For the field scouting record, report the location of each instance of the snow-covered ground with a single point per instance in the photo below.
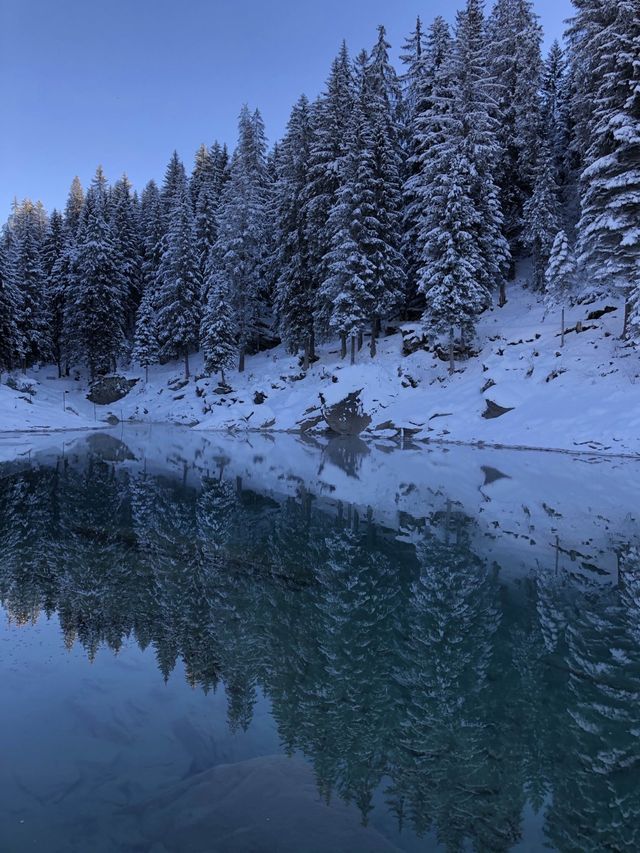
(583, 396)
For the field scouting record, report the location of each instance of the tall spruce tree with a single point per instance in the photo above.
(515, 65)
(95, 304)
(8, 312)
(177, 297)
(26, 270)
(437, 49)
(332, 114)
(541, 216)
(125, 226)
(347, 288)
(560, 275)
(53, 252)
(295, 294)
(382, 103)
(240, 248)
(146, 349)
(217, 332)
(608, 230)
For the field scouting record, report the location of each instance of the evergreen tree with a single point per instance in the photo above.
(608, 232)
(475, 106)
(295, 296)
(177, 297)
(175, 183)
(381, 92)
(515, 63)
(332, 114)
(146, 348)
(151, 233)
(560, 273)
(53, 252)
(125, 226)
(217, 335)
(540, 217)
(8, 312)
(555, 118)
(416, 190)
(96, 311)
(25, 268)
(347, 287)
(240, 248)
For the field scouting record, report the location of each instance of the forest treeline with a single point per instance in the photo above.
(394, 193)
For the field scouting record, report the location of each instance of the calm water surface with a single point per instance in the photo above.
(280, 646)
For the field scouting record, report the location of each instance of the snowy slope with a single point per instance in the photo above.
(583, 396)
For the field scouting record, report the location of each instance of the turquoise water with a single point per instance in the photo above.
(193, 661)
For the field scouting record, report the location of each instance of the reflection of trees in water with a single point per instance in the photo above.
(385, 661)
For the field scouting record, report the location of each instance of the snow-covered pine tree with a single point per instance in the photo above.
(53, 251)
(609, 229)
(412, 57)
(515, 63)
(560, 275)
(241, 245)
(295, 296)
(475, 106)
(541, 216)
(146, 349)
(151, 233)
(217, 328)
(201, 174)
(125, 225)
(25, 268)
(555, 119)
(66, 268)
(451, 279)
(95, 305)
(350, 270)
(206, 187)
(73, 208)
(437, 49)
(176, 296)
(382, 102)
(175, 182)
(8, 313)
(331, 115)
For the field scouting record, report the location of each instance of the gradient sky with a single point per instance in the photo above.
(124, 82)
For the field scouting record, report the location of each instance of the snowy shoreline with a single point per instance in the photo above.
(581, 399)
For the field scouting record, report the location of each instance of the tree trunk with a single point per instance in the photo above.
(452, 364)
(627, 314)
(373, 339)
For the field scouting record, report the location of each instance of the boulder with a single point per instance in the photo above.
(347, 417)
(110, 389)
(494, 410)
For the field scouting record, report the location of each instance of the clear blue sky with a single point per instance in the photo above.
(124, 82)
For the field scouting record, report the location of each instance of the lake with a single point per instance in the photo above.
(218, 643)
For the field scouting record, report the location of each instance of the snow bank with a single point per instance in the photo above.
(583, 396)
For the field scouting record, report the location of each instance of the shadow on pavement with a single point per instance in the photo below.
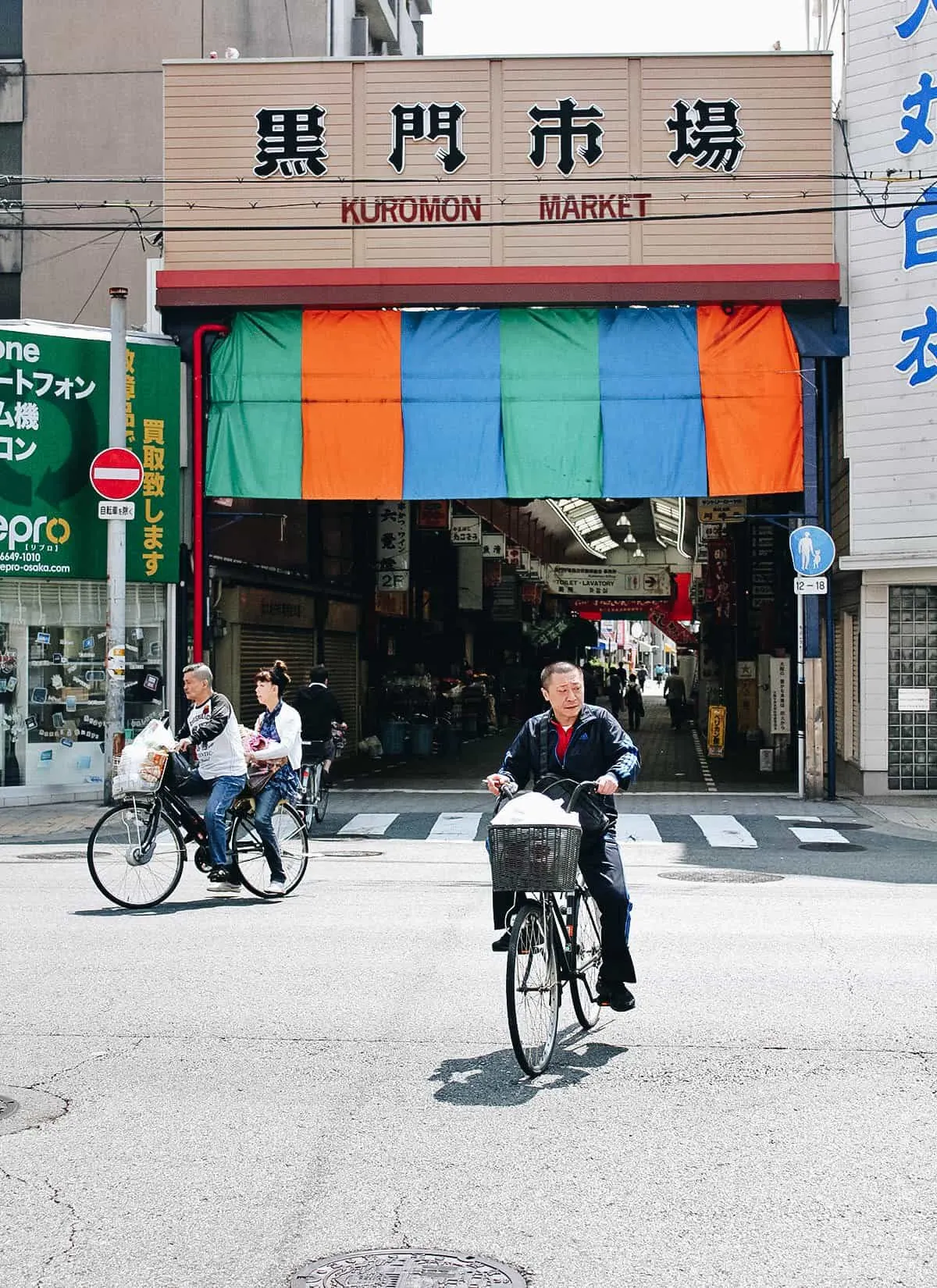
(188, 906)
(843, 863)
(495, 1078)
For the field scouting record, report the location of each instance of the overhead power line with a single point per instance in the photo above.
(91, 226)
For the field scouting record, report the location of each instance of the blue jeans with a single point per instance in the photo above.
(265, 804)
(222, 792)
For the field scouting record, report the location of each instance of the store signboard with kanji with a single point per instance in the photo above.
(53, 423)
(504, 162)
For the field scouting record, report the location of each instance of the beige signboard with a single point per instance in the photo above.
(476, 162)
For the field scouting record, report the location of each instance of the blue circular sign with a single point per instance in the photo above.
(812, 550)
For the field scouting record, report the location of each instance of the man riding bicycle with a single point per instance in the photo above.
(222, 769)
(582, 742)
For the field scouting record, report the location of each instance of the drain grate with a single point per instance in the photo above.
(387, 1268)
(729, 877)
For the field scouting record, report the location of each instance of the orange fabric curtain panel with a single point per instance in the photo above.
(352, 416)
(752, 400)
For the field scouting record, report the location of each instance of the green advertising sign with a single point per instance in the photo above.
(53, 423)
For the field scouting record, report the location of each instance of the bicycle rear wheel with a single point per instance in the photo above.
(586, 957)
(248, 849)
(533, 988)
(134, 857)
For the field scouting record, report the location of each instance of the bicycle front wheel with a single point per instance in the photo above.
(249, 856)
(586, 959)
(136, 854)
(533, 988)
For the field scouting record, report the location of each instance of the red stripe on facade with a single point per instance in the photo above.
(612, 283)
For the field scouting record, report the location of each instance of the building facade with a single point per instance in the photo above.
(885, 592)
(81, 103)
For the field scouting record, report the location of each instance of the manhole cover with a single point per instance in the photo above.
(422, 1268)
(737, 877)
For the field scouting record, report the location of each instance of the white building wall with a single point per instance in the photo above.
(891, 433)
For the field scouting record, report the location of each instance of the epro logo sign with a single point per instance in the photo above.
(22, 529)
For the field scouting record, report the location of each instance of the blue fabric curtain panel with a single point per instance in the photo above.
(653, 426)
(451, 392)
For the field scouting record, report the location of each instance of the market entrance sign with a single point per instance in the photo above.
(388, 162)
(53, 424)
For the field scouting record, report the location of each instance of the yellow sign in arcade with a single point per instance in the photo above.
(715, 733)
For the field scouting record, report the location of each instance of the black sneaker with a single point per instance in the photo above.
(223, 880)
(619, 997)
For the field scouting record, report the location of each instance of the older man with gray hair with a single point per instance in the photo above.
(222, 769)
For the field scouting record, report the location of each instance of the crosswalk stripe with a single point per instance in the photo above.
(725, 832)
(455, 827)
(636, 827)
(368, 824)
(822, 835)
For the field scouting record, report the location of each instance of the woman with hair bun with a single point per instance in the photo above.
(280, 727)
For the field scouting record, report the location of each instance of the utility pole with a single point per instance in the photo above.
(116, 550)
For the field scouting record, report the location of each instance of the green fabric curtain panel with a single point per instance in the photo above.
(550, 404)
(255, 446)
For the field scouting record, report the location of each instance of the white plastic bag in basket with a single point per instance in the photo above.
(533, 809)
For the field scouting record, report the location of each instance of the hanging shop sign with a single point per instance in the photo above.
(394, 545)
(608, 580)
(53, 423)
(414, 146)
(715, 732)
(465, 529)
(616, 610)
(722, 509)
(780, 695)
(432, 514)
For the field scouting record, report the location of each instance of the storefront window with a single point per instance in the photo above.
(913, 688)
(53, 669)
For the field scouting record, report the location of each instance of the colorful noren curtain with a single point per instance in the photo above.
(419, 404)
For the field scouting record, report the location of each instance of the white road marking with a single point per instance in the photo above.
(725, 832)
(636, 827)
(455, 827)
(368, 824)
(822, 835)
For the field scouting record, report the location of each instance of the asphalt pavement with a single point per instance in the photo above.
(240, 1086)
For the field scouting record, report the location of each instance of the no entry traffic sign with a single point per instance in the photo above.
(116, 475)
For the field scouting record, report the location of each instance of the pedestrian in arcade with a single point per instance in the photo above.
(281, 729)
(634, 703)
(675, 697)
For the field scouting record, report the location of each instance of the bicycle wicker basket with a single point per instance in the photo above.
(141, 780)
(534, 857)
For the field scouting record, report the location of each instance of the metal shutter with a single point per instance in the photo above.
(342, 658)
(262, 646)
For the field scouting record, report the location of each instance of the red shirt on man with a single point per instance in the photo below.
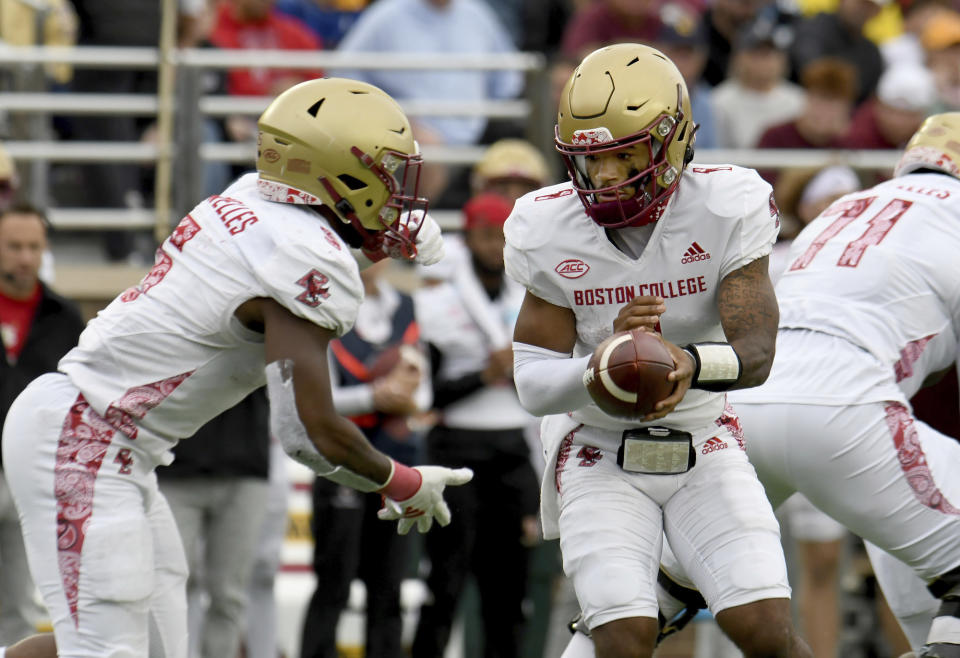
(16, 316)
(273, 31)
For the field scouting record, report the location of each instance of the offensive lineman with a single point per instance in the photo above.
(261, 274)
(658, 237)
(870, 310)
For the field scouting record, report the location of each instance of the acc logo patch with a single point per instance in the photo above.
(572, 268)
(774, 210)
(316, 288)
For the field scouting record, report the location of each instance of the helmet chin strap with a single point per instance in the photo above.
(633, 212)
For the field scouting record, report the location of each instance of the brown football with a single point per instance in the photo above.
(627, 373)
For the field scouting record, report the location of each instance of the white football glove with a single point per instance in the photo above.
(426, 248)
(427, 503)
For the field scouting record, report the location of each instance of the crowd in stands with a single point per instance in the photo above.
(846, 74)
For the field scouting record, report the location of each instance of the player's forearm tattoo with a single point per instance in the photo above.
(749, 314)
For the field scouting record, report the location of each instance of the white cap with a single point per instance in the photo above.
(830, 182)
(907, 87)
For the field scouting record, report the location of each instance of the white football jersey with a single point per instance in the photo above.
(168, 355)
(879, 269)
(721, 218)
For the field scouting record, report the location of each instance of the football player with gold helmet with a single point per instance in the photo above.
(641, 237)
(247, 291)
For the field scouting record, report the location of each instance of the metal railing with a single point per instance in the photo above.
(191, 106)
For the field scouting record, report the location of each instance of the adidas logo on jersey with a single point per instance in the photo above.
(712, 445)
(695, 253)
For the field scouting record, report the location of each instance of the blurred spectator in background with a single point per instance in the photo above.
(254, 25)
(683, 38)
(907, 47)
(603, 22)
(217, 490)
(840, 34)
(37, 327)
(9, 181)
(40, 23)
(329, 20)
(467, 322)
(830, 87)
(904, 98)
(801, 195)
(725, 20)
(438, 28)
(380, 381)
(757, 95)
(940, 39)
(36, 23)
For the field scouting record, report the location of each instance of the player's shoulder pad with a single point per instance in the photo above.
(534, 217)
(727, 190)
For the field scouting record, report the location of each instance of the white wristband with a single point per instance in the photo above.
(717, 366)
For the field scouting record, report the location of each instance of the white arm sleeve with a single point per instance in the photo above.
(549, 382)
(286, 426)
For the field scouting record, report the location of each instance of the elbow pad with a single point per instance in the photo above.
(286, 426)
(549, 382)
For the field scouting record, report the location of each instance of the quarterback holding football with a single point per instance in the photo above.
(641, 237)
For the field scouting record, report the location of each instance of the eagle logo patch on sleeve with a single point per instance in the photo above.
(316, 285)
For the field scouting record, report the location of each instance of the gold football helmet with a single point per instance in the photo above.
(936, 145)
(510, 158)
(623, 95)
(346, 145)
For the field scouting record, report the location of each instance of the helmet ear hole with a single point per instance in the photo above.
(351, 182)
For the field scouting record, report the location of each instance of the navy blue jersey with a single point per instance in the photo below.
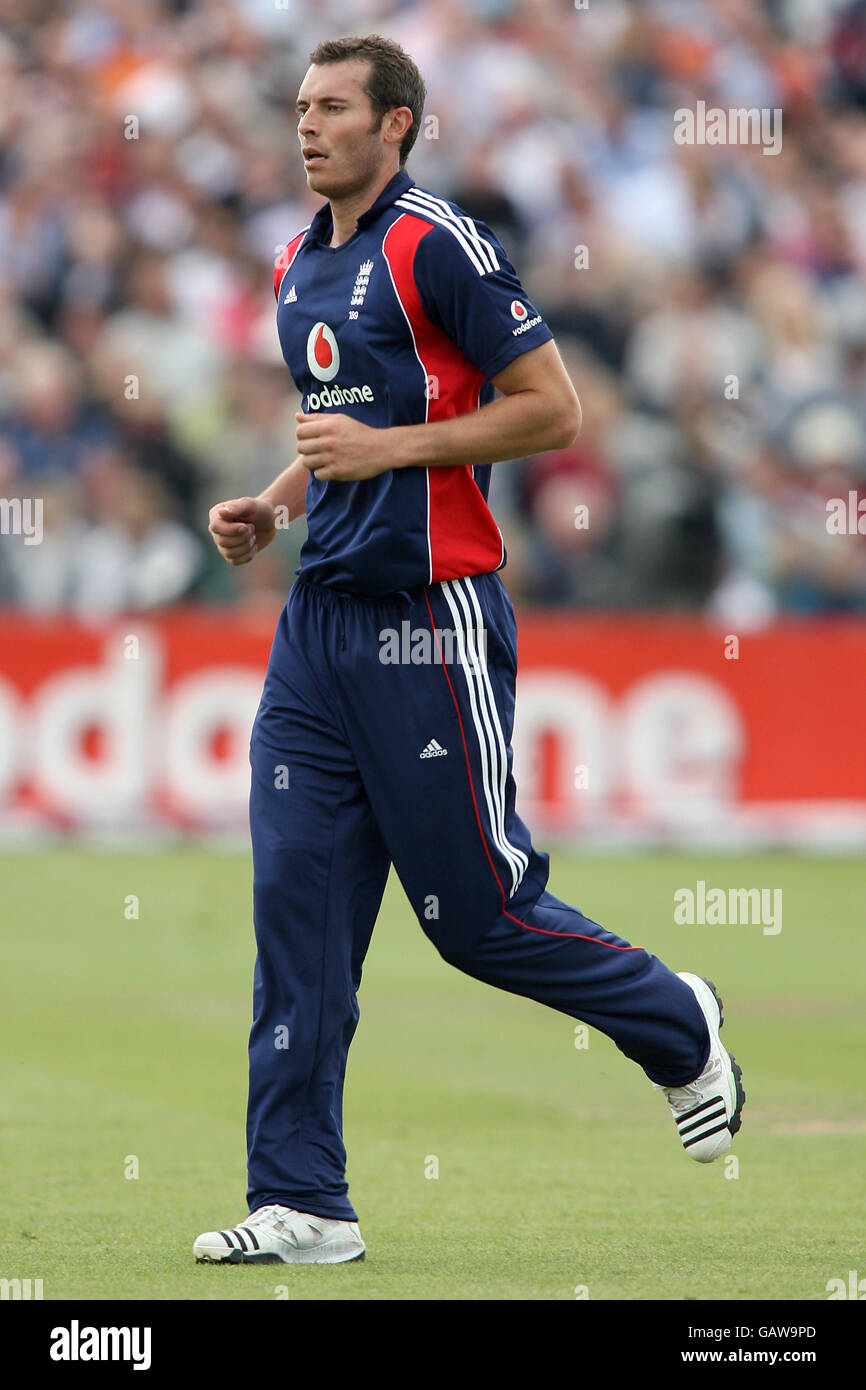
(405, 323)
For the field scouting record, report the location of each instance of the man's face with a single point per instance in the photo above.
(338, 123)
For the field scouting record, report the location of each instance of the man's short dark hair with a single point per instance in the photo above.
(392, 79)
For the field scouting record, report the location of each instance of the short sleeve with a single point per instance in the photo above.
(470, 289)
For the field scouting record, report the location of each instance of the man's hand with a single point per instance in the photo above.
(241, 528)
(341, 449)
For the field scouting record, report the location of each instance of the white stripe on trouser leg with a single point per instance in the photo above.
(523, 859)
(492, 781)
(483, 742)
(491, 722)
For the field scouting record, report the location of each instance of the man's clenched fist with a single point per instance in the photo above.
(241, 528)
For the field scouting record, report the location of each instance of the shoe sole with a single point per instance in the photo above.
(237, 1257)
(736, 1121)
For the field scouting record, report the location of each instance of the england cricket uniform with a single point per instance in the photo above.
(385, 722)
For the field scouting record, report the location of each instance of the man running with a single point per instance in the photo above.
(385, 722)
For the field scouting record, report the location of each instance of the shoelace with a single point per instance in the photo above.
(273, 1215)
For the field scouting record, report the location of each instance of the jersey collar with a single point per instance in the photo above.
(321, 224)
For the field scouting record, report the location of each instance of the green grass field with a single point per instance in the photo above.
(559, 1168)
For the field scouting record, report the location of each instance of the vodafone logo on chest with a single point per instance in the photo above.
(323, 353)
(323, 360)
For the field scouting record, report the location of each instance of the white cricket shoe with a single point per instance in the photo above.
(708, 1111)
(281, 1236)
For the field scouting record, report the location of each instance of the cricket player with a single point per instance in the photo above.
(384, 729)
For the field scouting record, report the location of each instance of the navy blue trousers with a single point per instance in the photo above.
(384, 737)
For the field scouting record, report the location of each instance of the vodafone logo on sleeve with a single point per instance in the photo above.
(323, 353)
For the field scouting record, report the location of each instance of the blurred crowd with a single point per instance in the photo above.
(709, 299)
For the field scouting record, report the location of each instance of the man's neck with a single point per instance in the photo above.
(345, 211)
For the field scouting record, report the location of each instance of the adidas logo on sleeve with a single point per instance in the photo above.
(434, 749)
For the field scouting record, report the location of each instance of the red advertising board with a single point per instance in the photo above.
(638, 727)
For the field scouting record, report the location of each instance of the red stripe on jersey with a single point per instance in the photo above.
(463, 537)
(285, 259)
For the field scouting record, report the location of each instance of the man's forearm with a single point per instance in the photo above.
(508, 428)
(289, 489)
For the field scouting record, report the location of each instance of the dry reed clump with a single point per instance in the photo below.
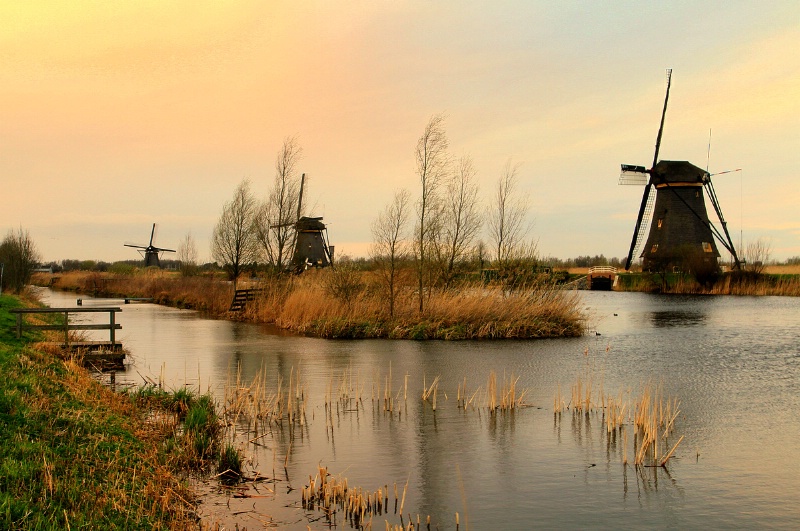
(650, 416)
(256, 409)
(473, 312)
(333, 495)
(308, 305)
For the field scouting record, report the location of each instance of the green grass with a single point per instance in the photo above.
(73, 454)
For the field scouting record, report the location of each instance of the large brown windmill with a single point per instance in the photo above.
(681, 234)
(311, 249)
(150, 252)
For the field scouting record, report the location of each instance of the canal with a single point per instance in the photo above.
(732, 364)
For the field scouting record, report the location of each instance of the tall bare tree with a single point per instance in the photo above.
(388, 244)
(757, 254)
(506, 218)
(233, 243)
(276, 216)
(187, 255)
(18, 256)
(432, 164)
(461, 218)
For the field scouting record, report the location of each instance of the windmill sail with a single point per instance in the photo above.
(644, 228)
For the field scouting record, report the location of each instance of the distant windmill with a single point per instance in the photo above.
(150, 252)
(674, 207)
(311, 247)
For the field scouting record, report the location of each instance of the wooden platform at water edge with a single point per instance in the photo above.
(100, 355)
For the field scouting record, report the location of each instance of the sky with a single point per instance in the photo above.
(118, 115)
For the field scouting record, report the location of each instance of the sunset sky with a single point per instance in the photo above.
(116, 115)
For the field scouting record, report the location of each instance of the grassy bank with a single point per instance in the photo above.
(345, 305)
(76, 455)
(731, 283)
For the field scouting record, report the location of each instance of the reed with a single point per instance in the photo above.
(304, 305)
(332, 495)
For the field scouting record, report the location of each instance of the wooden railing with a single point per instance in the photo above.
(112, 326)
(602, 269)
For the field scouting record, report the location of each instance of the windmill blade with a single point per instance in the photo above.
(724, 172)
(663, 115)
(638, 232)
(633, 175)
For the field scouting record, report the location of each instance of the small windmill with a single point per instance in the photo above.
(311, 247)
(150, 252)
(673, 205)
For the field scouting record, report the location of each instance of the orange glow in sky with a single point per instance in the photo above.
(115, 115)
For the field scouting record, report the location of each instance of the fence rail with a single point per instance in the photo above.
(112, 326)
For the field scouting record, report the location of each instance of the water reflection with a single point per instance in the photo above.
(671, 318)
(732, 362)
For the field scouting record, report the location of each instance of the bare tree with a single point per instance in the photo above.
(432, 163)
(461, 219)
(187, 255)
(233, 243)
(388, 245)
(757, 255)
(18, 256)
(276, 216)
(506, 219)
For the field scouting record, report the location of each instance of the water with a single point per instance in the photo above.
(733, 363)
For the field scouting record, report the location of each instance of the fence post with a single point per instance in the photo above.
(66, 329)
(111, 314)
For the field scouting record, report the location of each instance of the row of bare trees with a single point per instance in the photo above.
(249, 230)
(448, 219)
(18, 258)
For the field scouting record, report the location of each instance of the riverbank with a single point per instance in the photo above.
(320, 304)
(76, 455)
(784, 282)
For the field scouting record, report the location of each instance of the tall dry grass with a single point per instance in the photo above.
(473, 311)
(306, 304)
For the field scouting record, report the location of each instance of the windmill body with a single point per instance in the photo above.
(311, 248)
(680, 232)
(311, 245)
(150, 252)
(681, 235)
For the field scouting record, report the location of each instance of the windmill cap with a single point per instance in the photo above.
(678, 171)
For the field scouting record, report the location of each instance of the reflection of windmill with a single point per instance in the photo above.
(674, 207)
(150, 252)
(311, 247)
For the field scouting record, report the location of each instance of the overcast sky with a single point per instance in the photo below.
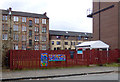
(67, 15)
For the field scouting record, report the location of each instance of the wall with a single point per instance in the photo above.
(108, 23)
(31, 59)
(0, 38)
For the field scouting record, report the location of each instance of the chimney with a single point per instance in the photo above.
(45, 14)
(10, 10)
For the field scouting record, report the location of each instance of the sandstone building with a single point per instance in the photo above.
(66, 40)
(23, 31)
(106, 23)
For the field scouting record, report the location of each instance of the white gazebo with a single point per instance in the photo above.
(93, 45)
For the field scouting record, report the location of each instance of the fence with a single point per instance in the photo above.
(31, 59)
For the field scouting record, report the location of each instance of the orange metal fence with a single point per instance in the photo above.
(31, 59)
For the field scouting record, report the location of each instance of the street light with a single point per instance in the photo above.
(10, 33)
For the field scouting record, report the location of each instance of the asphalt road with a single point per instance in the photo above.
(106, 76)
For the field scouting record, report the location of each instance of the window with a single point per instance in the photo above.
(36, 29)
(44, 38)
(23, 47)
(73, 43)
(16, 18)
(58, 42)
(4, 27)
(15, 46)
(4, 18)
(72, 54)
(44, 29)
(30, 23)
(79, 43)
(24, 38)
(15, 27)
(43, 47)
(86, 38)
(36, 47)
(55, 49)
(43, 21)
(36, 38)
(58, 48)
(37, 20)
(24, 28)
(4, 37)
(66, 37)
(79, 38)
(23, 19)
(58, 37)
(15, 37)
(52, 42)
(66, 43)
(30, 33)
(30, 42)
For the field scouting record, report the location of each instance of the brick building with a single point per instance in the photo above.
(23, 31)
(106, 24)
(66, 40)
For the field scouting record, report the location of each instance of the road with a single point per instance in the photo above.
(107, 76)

════════════════════

## GIVEN PROBLEM
Produce an exact copy of the lines from the one containing "the fence with" through the last line, and of nothing else.

## EXPECTED ANSWER
For the field scouting record, report the location of each instance of the fence with a single point per instance in the photo above.
(31, 59)
For the field scouting record, report the location of each instance of the orange metal fence with a single point per instance in the photo above.
(31, 59)
For the field scouting record, report the location of each instance of the street light with a single point per instance in the photo above.
(10, 33)
For the field scouting record, report the location of each instance of the asphalt road with a single point per instance in the photo above.
(106, 76)
For the field scouting record, report the location of each instance of the window with a single point per instance in the photo above.
(36, 29)
(44, 38)
(23, 47)
(73, 43)
(16, 18)
(58, 42)
(4, 27)
(15, 46)
(4, 18)
(72, 54)
(44, 29)
(30, 23)
(79, 43)
(24, 38)
(15, 27)
(43, 47)
(86, 38)
(36, 47)
(55, 49)
(43, 21)
(36, 38)
(58, 48)
(37, 20)
(24, 28)
(4, 37)
(66, 37)
(79, 38)
(23, 19)
(58, 37)
(15, 37)
(52, 42)
(66, 43)
(30, 33)
(30, 42)
For the field scouting record, report the location of each instance of the brick building with a single point per instance in the photo above.
(23, 31)
(106, 24)
(66, 40)
For the field scouting record, report the location of each instance of the road with a single point per instance in the photo above.
(107, 76)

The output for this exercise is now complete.